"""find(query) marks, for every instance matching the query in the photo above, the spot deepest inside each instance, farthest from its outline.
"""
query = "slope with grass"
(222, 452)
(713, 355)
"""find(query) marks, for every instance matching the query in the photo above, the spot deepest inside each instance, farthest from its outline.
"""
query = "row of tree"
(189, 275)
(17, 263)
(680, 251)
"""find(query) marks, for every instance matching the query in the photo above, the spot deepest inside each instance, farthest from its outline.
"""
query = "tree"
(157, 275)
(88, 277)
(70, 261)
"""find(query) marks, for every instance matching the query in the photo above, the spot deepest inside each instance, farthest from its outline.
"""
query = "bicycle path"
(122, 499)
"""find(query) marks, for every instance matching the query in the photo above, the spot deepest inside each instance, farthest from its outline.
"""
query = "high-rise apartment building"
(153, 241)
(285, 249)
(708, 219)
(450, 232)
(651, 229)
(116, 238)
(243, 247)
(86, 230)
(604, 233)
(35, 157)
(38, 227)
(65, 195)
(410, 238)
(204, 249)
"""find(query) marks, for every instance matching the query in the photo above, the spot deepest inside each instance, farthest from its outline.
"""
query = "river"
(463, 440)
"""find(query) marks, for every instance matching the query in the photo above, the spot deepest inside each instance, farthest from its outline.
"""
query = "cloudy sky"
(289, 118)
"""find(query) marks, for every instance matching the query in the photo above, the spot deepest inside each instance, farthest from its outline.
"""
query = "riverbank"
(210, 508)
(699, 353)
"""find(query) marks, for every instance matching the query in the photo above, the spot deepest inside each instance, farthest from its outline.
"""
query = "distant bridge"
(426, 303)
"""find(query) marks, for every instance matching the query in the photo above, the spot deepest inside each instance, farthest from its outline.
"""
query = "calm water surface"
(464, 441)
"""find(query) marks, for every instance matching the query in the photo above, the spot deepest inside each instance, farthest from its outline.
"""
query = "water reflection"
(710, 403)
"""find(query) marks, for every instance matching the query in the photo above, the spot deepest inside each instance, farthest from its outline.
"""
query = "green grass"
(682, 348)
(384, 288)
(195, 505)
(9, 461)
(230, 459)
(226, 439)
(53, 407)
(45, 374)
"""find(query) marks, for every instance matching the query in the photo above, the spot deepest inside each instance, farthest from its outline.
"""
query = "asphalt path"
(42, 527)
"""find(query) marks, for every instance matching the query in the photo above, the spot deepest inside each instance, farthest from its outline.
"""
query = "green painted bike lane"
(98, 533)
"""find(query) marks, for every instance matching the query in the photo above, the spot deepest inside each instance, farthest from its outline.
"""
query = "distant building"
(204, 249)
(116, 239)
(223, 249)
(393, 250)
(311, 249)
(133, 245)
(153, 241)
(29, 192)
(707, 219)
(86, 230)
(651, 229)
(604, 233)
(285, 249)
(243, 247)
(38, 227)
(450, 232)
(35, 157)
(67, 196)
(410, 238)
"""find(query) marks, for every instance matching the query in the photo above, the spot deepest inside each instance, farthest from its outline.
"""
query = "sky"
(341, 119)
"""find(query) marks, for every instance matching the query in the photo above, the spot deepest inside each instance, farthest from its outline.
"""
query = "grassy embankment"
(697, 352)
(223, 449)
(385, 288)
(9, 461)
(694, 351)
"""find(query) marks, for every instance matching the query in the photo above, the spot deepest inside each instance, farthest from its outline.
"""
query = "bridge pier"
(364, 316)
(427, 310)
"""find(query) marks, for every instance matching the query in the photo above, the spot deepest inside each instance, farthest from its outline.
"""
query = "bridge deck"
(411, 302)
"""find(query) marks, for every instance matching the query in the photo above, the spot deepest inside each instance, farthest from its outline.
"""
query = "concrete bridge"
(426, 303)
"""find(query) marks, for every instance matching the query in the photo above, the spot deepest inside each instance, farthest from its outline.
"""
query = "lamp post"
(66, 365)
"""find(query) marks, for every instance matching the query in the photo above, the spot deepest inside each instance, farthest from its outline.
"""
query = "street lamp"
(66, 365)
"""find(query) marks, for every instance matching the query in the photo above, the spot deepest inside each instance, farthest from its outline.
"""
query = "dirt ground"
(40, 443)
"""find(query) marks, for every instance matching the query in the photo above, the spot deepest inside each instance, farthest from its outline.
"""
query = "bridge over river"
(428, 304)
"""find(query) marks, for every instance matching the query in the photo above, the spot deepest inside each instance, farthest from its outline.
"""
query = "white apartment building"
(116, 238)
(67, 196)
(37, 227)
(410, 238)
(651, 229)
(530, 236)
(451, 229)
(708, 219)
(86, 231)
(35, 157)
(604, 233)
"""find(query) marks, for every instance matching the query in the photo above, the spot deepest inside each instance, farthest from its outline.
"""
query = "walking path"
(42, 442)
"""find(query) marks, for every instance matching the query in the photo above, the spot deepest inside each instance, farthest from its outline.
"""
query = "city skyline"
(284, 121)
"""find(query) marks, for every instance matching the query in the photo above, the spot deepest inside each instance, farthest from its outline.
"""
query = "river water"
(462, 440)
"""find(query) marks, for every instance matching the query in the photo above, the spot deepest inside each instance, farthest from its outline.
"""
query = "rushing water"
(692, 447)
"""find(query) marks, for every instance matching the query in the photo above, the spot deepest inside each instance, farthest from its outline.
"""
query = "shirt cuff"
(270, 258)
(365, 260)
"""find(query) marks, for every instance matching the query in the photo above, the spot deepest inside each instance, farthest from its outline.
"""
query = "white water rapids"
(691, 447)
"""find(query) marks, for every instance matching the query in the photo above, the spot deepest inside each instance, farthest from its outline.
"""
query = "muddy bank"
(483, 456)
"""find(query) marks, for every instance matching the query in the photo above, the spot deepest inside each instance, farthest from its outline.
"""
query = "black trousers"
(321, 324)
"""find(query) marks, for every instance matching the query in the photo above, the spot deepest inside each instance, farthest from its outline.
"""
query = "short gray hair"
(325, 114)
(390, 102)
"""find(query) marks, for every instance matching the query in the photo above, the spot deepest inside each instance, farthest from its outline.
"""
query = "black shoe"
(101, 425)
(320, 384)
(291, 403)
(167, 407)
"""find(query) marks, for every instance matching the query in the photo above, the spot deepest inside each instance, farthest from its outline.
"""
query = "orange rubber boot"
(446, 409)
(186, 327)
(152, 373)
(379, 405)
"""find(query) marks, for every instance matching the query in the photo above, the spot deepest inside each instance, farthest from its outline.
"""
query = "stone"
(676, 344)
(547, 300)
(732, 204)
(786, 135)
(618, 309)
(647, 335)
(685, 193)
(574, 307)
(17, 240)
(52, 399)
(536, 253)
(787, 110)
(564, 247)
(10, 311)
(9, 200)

● ● ●

- **Exercise description**: Print the records again, exactly as they stand above.

- **Final answer**:
"""find(query) marks, for every instance matching the query in the photo above, the spot deepest inside each instance, farthest from its outline.
"""
query = "slope with grass"
(222, 452)
(713, 355)
"""find(query) marks, for every instance matching the query in the photo above, the spot deepest inside each instance, farthest from its outline.
"""
query = "row of tree"
(189, 275)
(17, 263)
(680, 251)
"""find(query) marks, for every instance matching the query in the photo above, the spot deepest inside each instance, farthest from its outline.
"""
query = "tree"
(157, 275)
(88, 277)
(70, 261)
"""find(query) marks, for every instance matching the query in the photo above, the spot deepest inside each instance, farthest from its outline.
"""
query = "bicycle path"
(122, 499)
"""find(query) marks, for every instance matching the query in the photo above, the spot deepest inside each instance, farthest from its outline.
"""
query = "high-rise apartment building"
(153, 241)
(285, 249)
(708, 219)
(450, 232)
(651, 229)
(116, 238)
(243, 247)
(86, 230)
(604, 233)
(35, 157)
(38, 227)
(65, 195)
(410, 238)
(204, 249)
"""find(query) marks, for every instance matching the query in the photo above, the spot deepest inside each instance, farthest from its outline.
"""
query = "river"
(463, 440)
"""find(query) marks, for every instance matching the query in the photo above, the spot deepest inside each instance, farthest from its outline.
"""
query = "cloudy sky"
(289, 118)
"""find(query) marks, for every instance matching the query in the photo above, the spot deepest inside each instance, farthest from its outline.
"""
query = "riverbank"
(210, 508)
(699, 353)
"""find(query) marks, for every instance matching the query in the photo above, the spot deepest inside each instance, farthest from its outline.
"""
query = "distant bridge"
(426, 303)
"""find(query) marks, for every instance matching the query in the photo above, the spot deepest inside each instance, farthest from its outline.
"""
query = "calm water surface"
(464, 441)
"""find(query) marks, for every instance matching the query in the photo above, the spot deepest inside each instance, farthest from its outline.
"""
query = "water reflection"
(710, 403)
"""find(query) marks, for every instance matching the query in the photo above, the spot deepest inside each instance, farthest from its outline.
"""
query = "green grass"
(682, 348)
(384, 288)
(195, 505)
(9, 461)
(230, 459)
(226, 439)
(53, 407)
(45, 374)
"""find(query) marks, for every instance matching the query in the photo above, the spot deepest inside each instance, farthest from its outline.
"""
query = "asphalt path"
(42, 527)
"""find(query) marks, for every instance matching the query in the photo above, the spot deepest inside each instance, farthest from its outline.
"""
query = "green painted bike lane"
(98, 533)
"""find(query) marks, for every instance matching the query in the photo above, the spot deepest inside each instance, farthest from its outline.
"""
query = "distant building"
(204, 249)
(116, 239)
(223, 249)
(393, 250)
(311, 249)
(133, 245)
(153, 241)
(29, 192)
(707, 219)
(86, 230)
(651, 229)
(604, 233)
(285, 249)
(243, 247)
(38, 227)
(450, 232)
(35, 157)
(67, 196)
(410, 238)
"""find(query) marks, for every instance matching the query in the photo above, the spot deepest inside each instance, farthest from its outline.
"""
query = "sky"
(341, 119)
"""find(query) marks, for every instance matching the query in the photo above, the spot deepest inside each instance, farthest from its outline.
"""
query = "grassy embankment"
(697, 352)
(223, 449)
(385, 288)
(9, 461)
(694, 351)
"""find(query) marks, for every instance matching the query in the photo above, the spot deepest inside each instance, farthest from its outline.
"""
query = "bridge pier"
(364, 316)
(427, 310)
"""find(query) marks, for every instance matching the query in the photo above, the spot deepest inside each instance, farthest from its outline.
"""
query = "bridge deck"
(411, 302)
"""find(query) marks, for every instance matching the query in the photo above, the spot deepest inside each instance, farthest from its outline.
"""
query = "concrete bridge"
(426, 303)
"""find(query) marks, for every instance matching the query in the photo above, the spot deepest inside each instance, farthest from its outline.
"""
query = "lamp post"
(66, 365)
"""find(query) marks, for every instance matching the query in the photo above, the spot deepest inside each instance, farthest from its outline.
"""
query = "street lamp"
(66, 365)
"""find(query) marks, for every instance matching the query in the photo above, the spot deepest inside each instance, farthest from its outline.
"""
query = "dirt ground"
(40, 443)
"""find(query) marks, for every instance matching the query in the photo above, the spot deepest inside each instance, farthest from its outline.
"""
query = "bridge over river"
(428, 304)
"""find(query) marks, for every instance matching the query in the photo above, the spot deepest inside each instance, farthest from its outline.
"""
query = "white apartment building"
(116, 238)
(67, 196)
(37, 227)
(410, 238)
(651, 229)
(530, 236)
(451, 229)
(708, 219)
(86, 231)
(35, 157)
(604, 233)
"""find(query) marks, for every instance matching the query in the photo above, the spot deepest inside each instance, farthest from its outline.
"""
query = "walking path"
(42, 442)
"""find(query) marks, for every instance matching the query in the photo above, the spot deepest inside each instance, farthest from its outline.
"""
query = "city skyline"
(284, 121)
"""find(query) marks, for every instance matching the query in the photo above, the spot deepest inside each instance, farthest from its outline.
"""
query = "river water"
(462, 440)
"""find(query) marks, for every instance matching the query in the photo above, the spot deepest inside each instance, farthest from its outline.
"""
query = "rushing water"
(692, 447)
"""find(query) marks, for every instance matching the query in the photo above, the spot deepest inside each instance, farthest from its outline.
"""
query = "shirt cuff"
(270, 258)
(365, 260)
"""find(query) marks, for every instance matching the query in the photo above, the spot deepest inside each instance, farthest from its outline.
"""
query = "white water rapids"
(691, 447)
"""find(query) marks, for every instance matching the query in the photo above, the spot deepest inside each instance, farthest from its outline.
"""
query = "muddy bank"
(483, 456)
"""find(query) marks, for every instance matching the query in the photo above, the spot deepest inside each instance, farthest from its outline.
"""
query = "black trousers"
(321, 324)
"""find(query) marks, for every instance matching the query in the photo above, the spot deepest inside each instance, farthest from its outline.
"""
query = "short gray hair"
(325, 114)
(390, 102)
"""find(query) marks, for every instance matching the query in the photo above, the spot deepest inside each instance, farthest from its outline.
"""
query = "black shoe"
(101, 425)
(320, 384)
(291, 403)
(167, 407)
"""find(query) marks, for every instance matching the query in the photo above, the spot deepest inside each instance, farthest from its outline.
"""
query = "orange rubber boot"
(446, 409)
(186, 327)
(152, 373)
(379, 405)
"""find(query) marks, for every instance matching the query in the photo above, the spot deepest inside each instance, farthest from its outline.
"""
query = "stone"
(676, 344)
(547, 300)
(732, 204)
(786, 135)
(618, 309)
(647, 335)
(685, 193)
(574, 307)
(17, 240)
(52, 399)
(536, 253)
(787, 110)
(564, 247)
(10, 311)
(9, 200)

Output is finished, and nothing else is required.